▶ _BRIEF_
From the text about the prankster Sapeck, copy word for word the passage starting at "THE ILLUSTRIOUS SAPECK." and ending at "Opéra de Paris.".
** EXCERPTED TEXT follows **
In the interest of metaphysical and pataphysical confusion, some of my entries in the upcoming second volume of Le Scat Noir Encyclopaedia are fictional, and some are factual. This one, on a famous Parisian prankster, is factual.
THE ILLUSTRIOUS SAPECK. Eugène Bataille (1853-1891), better known as the Illustrious Sapeck, is not to be confused with Eugène Battaille (1817-1882), the painter of historical and religious subjects, or with Eugène Bataille (1854?-?), the bass who enjoyed a long career with the Opéra-Comique and the Opéra de Paris.
This Bataille, as Sapeck, was admired by his colleagues as “the emperor of pranksters.” He sent out cards announcing his public appearances, in which he greeted the public in the gaudy costume of a “Hungarian composer,” or sat in a dogcart drawn by two horses, cheered on by hired street urchins. On one occasion, he shaved his head and painted it blue, explaining to the police that it “prevented dark thoughts.”
** End of EXCERPTED TEXT **
** ENTRIES PROVIDED follows **
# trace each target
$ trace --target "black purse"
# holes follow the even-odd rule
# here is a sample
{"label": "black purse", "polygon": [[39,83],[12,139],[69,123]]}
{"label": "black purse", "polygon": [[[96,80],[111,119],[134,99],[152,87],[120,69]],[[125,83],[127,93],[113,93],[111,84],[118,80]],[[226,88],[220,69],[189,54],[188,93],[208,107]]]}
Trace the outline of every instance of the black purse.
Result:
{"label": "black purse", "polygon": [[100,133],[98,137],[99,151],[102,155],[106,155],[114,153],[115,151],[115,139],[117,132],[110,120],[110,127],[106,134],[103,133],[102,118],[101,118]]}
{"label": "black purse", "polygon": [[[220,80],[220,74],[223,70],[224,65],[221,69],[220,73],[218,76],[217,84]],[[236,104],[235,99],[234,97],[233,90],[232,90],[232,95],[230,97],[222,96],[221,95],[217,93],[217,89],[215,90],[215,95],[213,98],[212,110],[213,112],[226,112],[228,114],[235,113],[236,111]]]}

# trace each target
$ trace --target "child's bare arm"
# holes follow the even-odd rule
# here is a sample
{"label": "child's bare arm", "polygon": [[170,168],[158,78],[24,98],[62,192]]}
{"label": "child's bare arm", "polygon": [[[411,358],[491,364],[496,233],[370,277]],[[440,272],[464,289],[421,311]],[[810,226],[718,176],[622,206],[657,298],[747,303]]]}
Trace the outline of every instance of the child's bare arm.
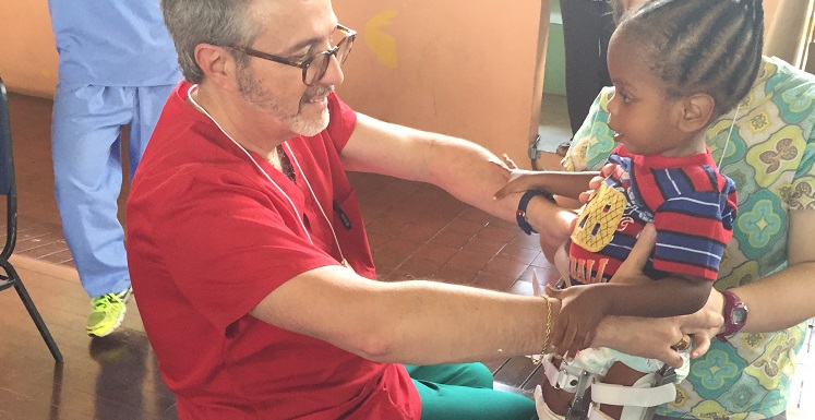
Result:
{"label": "child's bare arm", "polygon": [[650,317],[687,315],[705,305],[712,284],[705,278],[679,275],[637,285],[624,285],[612,279],[607,290],[611,299],[609,314]]}
{"label": "child's bare arm", "polygon": [[666,277],[660,280],[602,283],[548,290],[563,307],[552,332],[556,355],[589,347],[607,315],[666,317],[695,313],[705,305],[712,281]]}

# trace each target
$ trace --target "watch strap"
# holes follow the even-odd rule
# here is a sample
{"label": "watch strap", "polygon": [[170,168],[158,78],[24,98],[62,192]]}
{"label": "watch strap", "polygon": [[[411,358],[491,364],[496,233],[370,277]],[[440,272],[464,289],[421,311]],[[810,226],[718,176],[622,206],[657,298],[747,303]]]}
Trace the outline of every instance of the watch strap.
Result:
{"label": "watch strap", "polygon": [[524,195],[520,196],[520,201],[518,202],[518,211],[515,212],[515,220],[518,223],[518,227],[520,228],[520,230],[523,230],[526,235],[537,233],[537,231],[532,229],[532,225],[529,225],[529,220],[526,217],[526,207],[529,205],[529,201],[532,200],[534,196],[538,195],[554,203],[554,197],[552,196],[552,194],[541,190],[527,190],[527,192],[525,192]]}
{"label": "watch strap", "polygon": [[[739,298],[739,296],[730,290],[722,291],[721,296],[722,298],[724,298],[724,310],[722,311],[722,315],[724,316],[724,331],[720,334],[717,334],[716,338],[720,341],[727,341],[728,337],[741,331],[746,323],[747,305],[741,300],[741,298]],[[744,312],[741,321],[739,322],[733,320],[733,313],[736,310]]]}

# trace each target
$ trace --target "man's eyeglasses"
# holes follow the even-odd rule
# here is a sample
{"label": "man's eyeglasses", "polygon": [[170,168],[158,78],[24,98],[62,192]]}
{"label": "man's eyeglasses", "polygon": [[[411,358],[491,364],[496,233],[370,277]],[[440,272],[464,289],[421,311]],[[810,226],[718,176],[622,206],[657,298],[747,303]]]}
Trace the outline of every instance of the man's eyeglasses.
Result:
{"label": "man's eyeglasses", "polygon": [[228,47],[245,53],[247,56],[257,57],[264,60],[278,62],[280,64],[291,65],[299,69],[303,69],[303,83],[307,86],[311,86],[314,83],[320,82],[328,70],[328,63],[331,63],[331,56],[336,56],[337,61],[343,64],[345,59],[348,58],[348,52],[351,52],[351,46],[353,46],[353,39],[357,37],[357,32],[337,25],[337,29],[344,35],[337,45],[328,50],[317,52],[303,61],[293,61],[284,57],[274,56],[271,53],[257,51],[249,47]]}

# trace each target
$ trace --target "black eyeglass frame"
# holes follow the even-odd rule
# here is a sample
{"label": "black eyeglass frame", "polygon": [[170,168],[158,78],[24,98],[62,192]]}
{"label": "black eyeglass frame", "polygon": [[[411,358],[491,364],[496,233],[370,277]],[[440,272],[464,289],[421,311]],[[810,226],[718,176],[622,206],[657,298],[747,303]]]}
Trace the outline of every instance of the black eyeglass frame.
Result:
{"label": "black eyeglass frame", "polygon": [[[272,55],[272,53],[259,51],[259,50],[250,48],[250,47],[227,46],[227,48],[231,48],[231,49],[238,50],[240,52],[245,53],[247,56],[256,57],[256,58],[260,58],[260,59],[263,59],[263,60],[274,61],[274,62],[277,62],[277,63],[280,63],[280,64],[286,64],[286,65],[296,67],[298,69],[302,69],[302,71],[303,71],[303,75],[302,75],[303,84],[307,85],[307,86],[311,86],[314,83],[319,82],[321,79],[323,79],[323,76],[325,75],[325,72],[328,70],[328,64],[331,63],[331,56],[335,56],[336,57],[337,51],[339,51],[339,49],[343,48],[344,44],[348,43],[348,50],[346,51],[345,57],[343,57],[343,60],[339,63],[343,64],[345,62],[345,60],[348,58],[348,55],[351,52],[351,47],[353,46],[353,39],[357,37],[357,31],[353,31],[353,29],[351,29],[349,27],[346,27],[346,26],[344,26],[341,24],[337,24],[337,29],[339,32],[341,32],[343,35],[345,35],[345,37],[343,39],[340,39],[339,43],[337,43],[337,45],[335,45],[334,47],[332,47],[331,49],[327,49],[325,51],[317,52],[317,53],[315,53],[315,55],[307,58],[303,61],[289,60],[289,59],[287,59],[285,57],[275,56],[275,55]],[[320,73],[314,77],[314,80],[311,83],[308,83],[305,81],[305,74],[309,71],[309,65],[311,65],[311,63],[314,62],[314,60],[317,57],[320,57],[320,56],[326,56],[325,64],[320,70]]]}

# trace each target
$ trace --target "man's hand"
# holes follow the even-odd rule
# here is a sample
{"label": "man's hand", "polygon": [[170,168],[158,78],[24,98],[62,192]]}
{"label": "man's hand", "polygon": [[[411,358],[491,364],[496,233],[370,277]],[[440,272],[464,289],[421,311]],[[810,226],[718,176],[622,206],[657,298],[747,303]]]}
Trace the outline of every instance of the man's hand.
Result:
{"label": "man's hand", "polygon": [[550,340],[555,355],[568,358],[591,346],[610,307],[601,289],[602,285],[586,285],[555,290],[547,285],[547,295],[562,302]]}
{"label": "man's hand", "polygon": [[[656,241],[654,226],[646,225],[612,281],[651,281],[643,274],[643,267]],[[721,296],[717,291],[712,291],[710,296],[705,308],[690,315],[660,319],[608,316],[598,328],[592,346],[611,347],[630,355],[656,358],[679,368],[682,365],[682,358],[671,346],[679,343],[684,334],[691,335],[694,340],[691,357],[698,358],[708,350],[710,338],[718,333],[724,322],[721,316]]]}

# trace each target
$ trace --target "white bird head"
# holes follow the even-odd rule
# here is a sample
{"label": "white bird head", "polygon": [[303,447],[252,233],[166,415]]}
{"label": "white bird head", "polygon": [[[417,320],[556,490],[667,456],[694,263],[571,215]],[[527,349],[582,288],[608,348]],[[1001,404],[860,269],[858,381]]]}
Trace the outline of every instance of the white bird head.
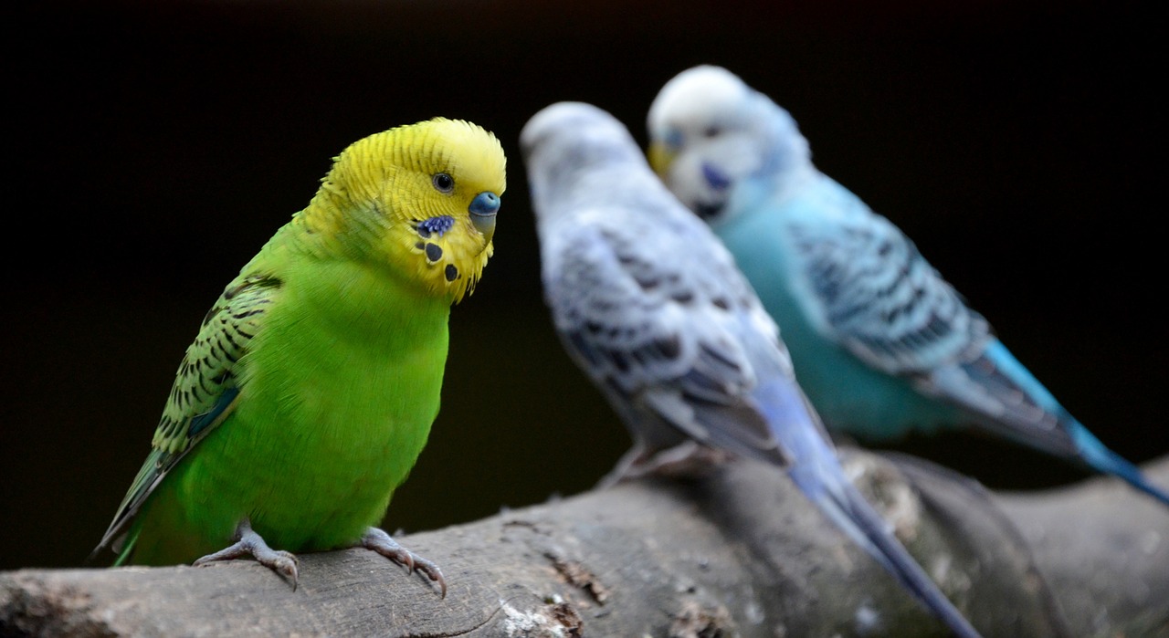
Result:
{"label": "white bird head", "polygon": [[791,116],[721,67],[687,69],[650,106],[649,158],[691,210],[726,219],[727,202],[747,186],[773,193],[777,182],[811,167],[808,140]]}

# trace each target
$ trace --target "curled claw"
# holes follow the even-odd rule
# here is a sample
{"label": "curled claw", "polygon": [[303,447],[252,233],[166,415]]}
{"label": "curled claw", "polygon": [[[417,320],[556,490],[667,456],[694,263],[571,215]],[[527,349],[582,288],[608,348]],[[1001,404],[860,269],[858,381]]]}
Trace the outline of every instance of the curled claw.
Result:
{"label": "curled claw", "polygon": [[297,585],[300,582],[300,575],[297,570],[297,566],[300,561],[297,560],[296,555],[268,547],[263,536],[257,534],[251,528],[251,521],[248,519],[240,521],[240,525],[235,528],[235,536],[238,540],[234,545],[220,549],[214,554],[201,556],[192,564],[195,567],[202,567],[213,562],[230,561],[242,559],[244,556],[251,556],[260,564],[291,581],[292,591],[296,591]]}
{"label": "curled claw", "polygon": [[397,541],[390,538],[386,532],[371,527],[366,529],[365,535],[361,536],[361,547],[366,549],[372,549],[382,556],[386,556],[390,561],[406,568],[407,573],[414,574],[419,571],[426,575],[431,581],[438,583],[442,590],[442,597],[447,597],[447,581],[442,576],[442,570],[438,566],[428,559],[423,559],[410,552],[409,549],[397,545]]}

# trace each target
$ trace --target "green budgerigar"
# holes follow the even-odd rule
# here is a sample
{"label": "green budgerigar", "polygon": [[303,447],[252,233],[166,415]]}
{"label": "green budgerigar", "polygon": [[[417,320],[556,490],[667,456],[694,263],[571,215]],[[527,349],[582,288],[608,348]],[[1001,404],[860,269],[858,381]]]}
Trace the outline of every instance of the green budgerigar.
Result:
{"label": "green budgerigar", "polygon": [[435,118],[364,138],[236,277],[187,349],[152,451],[95,554],[175,564],[367,547],[438,414],[450,306],[492,252],[496,137]]}

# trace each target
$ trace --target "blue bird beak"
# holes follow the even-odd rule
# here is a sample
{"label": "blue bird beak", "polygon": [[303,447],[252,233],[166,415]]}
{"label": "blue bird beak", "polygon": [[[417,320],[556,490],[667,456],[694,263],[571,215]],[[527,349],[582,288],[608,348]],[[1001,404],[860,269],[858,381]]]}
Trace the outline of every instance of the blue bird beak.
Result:
{"label": "blue bird beak", "polygon": [[703,179],[706,180],[706,183],[710,185],[715,193],[726,190],[731,186],[729,178],[724,175],[718,168],[706,162],[703,162]]}
{"label": "blue bird beak", "polygon": [[499,211],[499,195],[490,190],[484,190],[471,200],[471,206],[466,210],[471,214],[471,223],[475,224],[476,230],[483,233],[483,236],[490,242],[491,237],[496,234],[496,213]]}

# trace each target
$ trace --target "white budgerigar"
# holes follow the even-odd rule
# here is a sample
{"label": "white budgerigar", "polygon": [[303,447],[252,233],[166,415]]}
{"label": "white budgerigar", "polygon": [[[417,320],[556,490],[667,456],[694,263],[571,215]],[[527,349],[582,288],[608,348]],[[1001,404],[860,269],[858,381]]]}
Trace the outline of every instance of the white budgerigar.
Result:
{"label": "white budgerigar", "polygon": [[528,120],[520,144],[545,299],[565,347],[629,427],[632,466],[697,442],[784,467],[955,634],[977,636],[845,478],[775,321],[629,131],[601,109],[559,103]]}
{"label": "white budgerigar", "polygon": [[974,425],[1169,504],[1011,355],[913,242],[821,173],[790,115],[731,71],[662,88],[650,161],[734,254],[826,425],[862,441]]}

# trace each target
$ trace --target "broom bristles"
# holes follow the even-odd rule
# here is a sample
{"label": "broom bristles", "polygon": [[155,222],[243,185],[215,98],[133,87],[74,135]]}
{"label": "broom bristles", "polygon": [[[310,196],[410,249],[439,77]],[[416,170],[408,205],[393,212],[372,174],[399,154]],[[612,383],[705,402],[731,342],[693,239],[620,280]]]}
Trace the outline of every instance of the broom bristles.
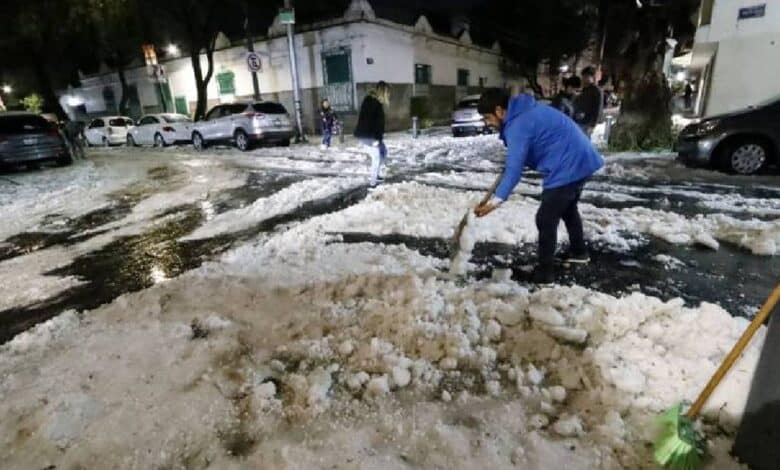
** End of ENTRIES PROVIDED **
▶ _WRITTEN ANSWER_
THE ILLUSTRIOUS SAPECK. Eugène Bataille (1853-1891), better known as the Illustrious Sapeck, is not to be confused with Eugène Battaille (1817-1882), the painter of historical and religious subjects, or with Eugène Bataille (1854?-?), the bass who enjoyed a long career with the Opéra-Comique and the Opéra de Paris.